[What you have to do] Can you transcribe every entry word for word, skipping the images?

[Data records]
— START —

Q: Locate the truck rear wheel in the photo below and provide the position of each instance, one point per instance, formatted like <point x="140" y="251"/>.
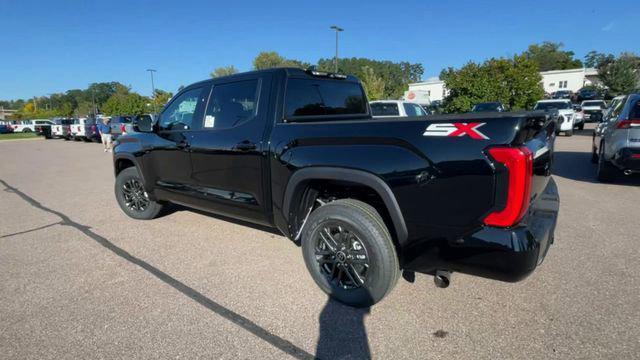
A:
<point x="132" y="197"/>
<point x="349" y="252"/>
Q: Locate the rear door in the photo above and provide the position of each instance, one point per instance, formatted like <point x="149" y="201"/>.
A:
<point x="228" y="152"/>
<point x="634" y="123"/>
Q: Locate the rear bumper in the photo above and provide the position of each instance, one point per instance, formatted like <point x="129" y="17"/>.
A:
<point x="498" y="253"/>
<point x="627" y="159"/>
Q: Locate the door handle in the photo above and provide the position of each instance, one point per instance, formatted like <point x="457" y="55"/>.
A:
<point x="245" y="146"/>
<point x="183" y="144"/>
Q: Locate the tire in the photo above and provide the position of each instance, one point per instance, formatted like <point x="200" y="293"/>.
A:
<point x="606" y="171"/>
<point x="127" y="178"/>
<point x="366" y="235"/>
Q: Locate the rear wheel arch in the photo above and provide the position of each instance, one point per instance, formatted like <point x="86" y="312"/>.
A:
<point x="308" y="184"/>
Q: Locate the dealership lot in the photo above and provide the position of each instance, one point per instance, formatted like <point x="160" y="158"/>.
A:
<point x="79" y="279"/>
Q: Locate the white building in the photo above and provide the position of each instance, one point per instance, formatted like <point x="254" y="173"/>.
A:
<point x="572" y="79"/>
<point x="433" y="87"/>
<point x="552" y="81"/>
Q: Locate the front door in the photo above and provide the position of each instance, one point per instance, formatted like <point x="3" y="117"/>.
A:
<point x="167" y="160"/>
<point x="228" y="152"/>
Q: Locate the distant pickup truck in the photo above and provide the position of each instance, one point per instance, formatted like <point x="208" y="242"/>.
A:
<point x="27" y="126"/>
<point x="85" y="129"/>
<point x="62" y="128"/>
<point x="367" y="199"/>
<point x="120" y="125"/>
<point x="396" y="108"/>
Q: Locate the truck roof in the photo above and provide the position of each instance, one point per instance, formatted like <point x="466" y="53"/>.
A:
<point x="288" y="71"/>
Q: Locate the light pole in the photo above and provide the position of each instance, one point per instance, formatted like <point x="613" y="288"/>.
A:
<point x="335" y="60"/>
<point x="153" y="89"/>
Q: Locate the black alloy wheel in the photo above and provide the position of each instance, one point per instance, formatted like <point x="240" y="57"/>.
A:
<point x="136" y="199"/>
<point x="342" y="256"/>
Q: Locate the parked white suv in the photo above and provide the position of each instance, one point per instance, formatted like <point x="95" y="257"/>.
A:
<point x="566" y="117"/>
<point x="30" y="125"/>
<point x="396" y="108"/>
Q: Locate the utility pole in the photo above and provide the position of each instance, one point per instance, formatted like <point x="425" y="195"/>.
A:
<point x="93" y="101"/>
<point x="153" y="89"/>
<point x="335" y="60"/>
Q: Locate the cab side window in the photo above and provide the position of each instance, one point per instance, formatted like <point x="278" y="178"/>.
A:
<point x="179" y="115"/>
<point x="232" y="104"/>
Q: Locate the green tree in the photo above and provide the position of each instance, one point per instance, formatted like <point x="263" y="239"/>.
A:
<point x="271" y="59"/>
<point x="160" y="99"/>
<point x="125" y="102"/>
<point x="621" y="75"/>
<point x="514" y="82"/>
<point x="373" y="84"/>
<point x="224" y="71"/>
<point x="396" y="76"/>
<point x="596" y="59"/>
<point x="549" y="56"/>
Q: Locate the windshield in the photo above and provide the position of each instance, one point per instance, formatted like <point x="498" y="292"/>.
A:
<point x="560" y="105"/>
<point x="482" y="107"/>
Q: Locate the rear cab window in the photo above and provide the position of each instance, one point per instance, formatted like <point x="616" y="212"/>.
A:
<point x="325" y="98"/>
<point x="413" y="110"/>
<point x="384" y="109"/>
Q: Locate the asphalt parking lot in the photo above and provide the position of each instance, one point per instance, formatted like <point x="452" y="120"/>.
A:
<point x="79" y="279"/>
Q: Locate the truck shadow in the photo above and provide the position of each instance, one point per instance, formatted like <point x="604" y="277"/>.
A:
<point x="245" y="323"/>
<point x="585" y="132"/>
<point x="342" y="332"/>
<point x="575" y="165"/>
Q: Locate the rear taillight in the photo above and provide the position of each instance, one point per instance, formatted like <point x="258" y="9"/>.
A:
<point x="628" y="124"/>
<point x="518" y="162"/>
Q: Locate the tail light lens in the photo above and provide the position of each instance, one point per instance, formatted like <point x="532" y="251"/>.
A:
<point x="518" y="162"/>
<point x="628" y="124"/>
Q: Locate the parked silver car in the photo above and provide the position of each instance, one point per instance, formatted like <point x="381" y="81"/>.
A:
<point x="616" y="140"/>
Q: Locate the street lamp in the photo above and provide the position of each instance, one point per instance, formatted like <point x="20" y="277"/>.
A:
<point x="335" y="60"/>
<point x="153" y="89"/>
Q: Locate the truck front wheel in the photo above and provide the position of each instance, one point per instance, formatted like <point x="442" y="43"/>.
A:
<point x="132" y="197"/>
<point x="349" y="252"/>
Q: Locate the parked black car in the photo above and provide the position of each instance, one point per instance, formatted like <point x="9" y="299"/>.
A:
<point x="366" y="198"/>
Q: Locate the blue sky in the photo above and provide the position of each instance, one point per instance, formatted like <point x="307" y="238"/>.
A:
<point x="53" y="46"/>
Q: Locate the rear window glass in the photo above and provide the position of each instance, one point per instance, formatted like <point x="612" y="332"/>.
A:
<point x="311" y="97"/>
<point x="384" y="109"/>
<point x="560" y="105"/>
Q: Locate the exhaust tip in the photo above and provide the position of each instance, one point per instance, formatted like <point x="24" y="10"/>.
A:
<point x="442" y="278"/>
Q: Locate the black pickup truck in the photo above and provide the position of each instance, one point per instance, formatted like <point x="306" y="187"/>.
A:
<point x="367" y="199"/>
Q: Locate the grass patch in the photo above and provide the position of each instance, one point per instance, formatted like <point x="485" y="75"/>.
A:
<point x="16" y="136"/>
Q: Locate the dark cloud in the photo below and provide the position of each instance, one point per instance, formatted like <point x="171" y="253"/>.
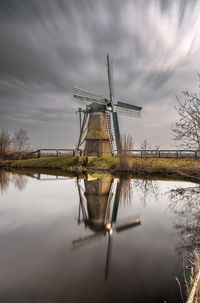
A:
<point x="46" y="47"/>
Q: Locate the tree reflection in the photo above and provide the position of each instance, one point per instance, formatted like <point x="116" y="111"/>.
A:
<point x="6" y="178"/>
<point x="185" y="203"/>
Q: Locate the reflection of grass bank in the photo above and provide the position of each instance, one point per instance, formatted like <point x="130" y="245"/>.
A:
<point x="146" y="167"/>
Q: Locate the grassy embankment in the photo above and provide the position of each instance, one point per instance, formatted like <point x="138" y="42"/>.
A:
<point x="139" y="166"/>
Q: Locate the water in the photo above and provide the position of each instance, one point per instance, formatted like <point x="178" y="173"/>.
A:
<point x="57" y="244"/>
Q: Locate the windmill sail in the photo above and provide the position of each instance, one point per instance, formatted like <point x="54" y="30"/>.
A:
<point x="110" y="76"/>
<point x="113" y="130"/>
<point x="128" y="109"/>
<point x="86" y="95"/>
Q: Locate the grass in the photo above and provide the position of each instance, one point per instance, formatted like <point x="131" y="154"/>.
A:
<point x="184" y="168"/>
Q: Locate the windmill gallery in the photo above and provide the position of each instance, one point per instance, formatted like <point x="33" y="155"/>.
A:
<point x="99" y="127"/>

— END —

[Task result]
Q: Locate the truck rear wheel in the photo below and provide the position of each instance, one point per instance, formatted like <point x="140" y="251"/>.
A:
<point x="132" y="197"/>
<point x="349" y="252"/>
Q: Locate the rear door in the photo above and provide the position of each instance, one point per instance, formatted like <point x="149" y="201"/>.
A:
<point x="228" y="152"/>
<point x="634" y="123"/>
Q: Locate the rear bumper in the photo above and provide the position of each instance, one point per instance, formatted like <point x="129" y="17"/>.
A:
<point x="498" y="253"/>
<point x="627" y="159"/>
Q: Locate the door handle in the photo above and provide the position of each instance, one point per instance, formatted like <point x="457" y="55"/>.
A:
<point x="245" y="146"/>
<point x="183" y="144"/>
Q: Locate the tire in the photo above and provide the position of each instance, one point per instance, formatted like <point x="200" y="293"/>.
A:
<point x="606" y="171"/>
<point x="127" y="178"/>
<point x="366" y="235"/>
Q: Locate the rear wheel arch in the photo above and provide the position of each instance, one point per instance, formatted like <point x="86" y="312"/>.
A:
<point x="308" y="184"/>
Q: Locate the dealership lot in the photo above and provide the position of each instance, one point per instance, formatted like <point x="160" y="158"/>.
A:
<point x="79" y="279"/>
Q: Locate the white building in the photo above and provide the position of each instance, one point per instance, formatted like <point x="254" y="173"/>.
A:
<point x="572" y="79"/>
<point x="433" y="87"/>
<point x="552" y="81"/>
Q: Locate the front door in the photo above and provide the position of each instance, one point per instance, formatted like <point x="3" y="117"/>.
A:
<point x="167" y="160"/>
<point x="228" y="152"/>
Q: Locate the distant pickup truck in the photo above and provide the position of each instance, one point per instance, formatted like <point x="208" y="242"/>.
A:
<point x="27" y="126"/>
<point x="85" y="129"/>
<point x="62" y="128"/>
<point x="367" y="199"/>
<point x="120" y="125"/>
<point x="396" y="108"/>
Q: Locate the truck roof in the photo above and provide the position of each instance, one point per instance, formatted like <point x="466" y="53"/>.
A:
<point x="288" y="71"/>
Q: Locate the light pole in the photo above and provide the position of each instance, one point per instance, formatted like <point x="613" y="288"/>.
A:
<point x="335" y="60"/>
<point x="153" y="89"/>
Q: Locate the black alloy wheel in the photo above and provide the position of each instance, one point per instance, formatted like <point x="240" y="57"/>.
A:
<point x="136" y="199"/>
<point x="342" y="256"/>
Q: Locate the parked white suv in the photo above and provide the position of each instance, one point per instance, formatted like <point x="95" y="257"/>.
A:
<point x="566" y="117"/>
<point x="30" y="125"/>
<point x="396" y="108"/>
Q: Locate the utility pole in the photo above and provide the position of each instance, one point per instance, formatted like <point x="425" y="195"/>.
A:
<point x="93" y="101"/>
<point x="153" y="89"/>
<point x="335" y="60"/>
Q: Locate the cab side window in the photo above and provide the position of each instance, one point per instance, formatted like <point x="278" y="178"/>.
A:
<point x="179" y="115"/>
<point x="232" y="104"/>
Q: Locate the green tree in the photo above and provide the position of each instance, one point per instance, formatted like <point x="263" y="239"/>.
A:
<point x="271" y="59"/>
<point x="160" y="99"/>
<point x="125" y="102"/>
<point x="621" y="75"/>
<point x="514" y="82"/>
<point x="373" y="84"/>
<point x="224" y="71"/>
<point x="396" y="76"/>
<point x="596" y="59"/>
<point x="549" y="56"/>
Q: Locate the windshield in the photo above and provide the position of each instance, one point per instance, formatted like <point x="498" y="292"/>.
A:
<point x="560" y="105"/>
<point x="482" y="107"/>
Q: Locate the rear cab window in the photo above and provide the position of each instance, one point per instance, formatted like <point x="616" y="212"/>.
A:
<point x="325" y="98"/>
<point x="413" y="110"/>
<point x="384" y="109"/>
Q: Locate the asphalt parking lot in the photo above and provide the position of each instance, one point per instance, formatted like <point x="452" y="120"/>.
A:
<point x="79" y="279"/>
Q: Locate the truck shadow in the photo above and provide the position of each instance, one point per instance, formatted like <point x="604" y="277"/>.
A:
<point x="245" y="323"/>
<point x="585" y="132"/>
<point x="342" y="332"/>
<point x="575" y="165"/>
Q: Locate the rear taillight in the photo above and provide the position of each instance, one point per instance, formatted like <point x="258" y="9"/>.
A:
<point x="628" y="124"/>
<point x="518" y="162"/>
Q: Locate the tail light lens in the photo above and provide the position of each instance, one point per instance, formatted like <point x="532" y="251"/>.
A:
<point x="518" y="162"/>
<point x="628" y="124"/>
Q: Locate the parked silver car in the photo above and provide the position of each instance, one point per instance, formatted like <point x="381" y="81"/>.
A:
<point x="616" y="140"/>
Q: Locate the street lamp in the photo above and provide the position of each instance, one point per instance, formatted like <point x="20" y="277"/>.
A:
<point x="335" y="60"/>
<point x="153" y="89"/>
Q: Locate the truck front wheel in the photo above and provide the position of each instance, one point per instance, formatted like <point x="442" y="43"/>.
A:
<point x="132" y="197"/>
<point x="349" y="252"/>
Q: Locate the parked black car in the photo above and provide the position of each instance, one point per instance, formatted like <point x="9" y="299"/>.
A:
<point x="366" y="198"/>
Q: Locate the blue sky in the photo above and provide the position of each instance, one point per instance, formatted like <point x="307" y="238"/>.
A:
<point x="53" y="46"/>
Q: Locate the rear window glass in the photo above and provide the position of each instance, one point per instance, formatted like <point x="612" y="332"/>.
A:
<point x="311" y="97"/>
<point x="384" y="109"/>
<point x="560" y="105"/>
Q: Locate the exhaust tip in the photo above and provide the position of each instance, one point per instance, formatted like <point x="24" y="10"/>.
A:
<point x="442" y="278"/>
Q: Locate the black pickup truck in the photo above and provide the position of each instance, one point per instance, formatted like <point x="306" y="187"/>.
A:
<point x="367" y="199"/>
Q: Locate the grass patch in the photo above and provide the position of each instance, one point per instance, formatted like <point x="485" y="75"/>.
A:
<point x="16" y="136"/>
Q: Locate the dark cloud in the photo below and provide the position of each instance, one point per instance, formatted like <point x="171" y="253"/>.
A:
<point x="46" y="47"/>
Q: Locate the tree reflection in the photo above and provide the position of each instance, one point per instance, formatted like <point x="116" y="111"/>.
A:
<point x="6" y="178"/>
<point x="185" y="203"/>
Q: Locate the reflection of grass bank in the photo above and provide the position of each instance, one point per instance, formatted like <point x="130" y="245"/>.
A:
<point x="146" y="167"/>
Q: Locate the grassy embankment in the photo above and provide the position of each instance, one point per instance, formatted like <point x="138" y="42"/>.
A:
<point x="139" y="166"/>
Q: Locate the water in the photo above and provide the position of each instance, one point per instance, formatted like <point x="178" y="173"/>.
A:
<point x="57" y="244"/>
Q: Locate the windmill sail in the photo above and provide the position of each instance, one point per instance, formatted like <point x="54" y="30"/>.
A:
<point x="110" y="76"/>
<point x="113" y="130"/>
<point x="128" y="109"/>
<point x="86" y="95"/>
Q: Locate the grass in the photo above and provide the position of each instance, one point per instance, formatted like <point x="131" y="154"/>.
A:
<point x="184" y="168"/>
Q: Locate the windmill gallery in the photo above and provide the position of each instance, one point per instance, formatted like <point x="33" y="155"/>.
A:
<point x="99" y="127"/>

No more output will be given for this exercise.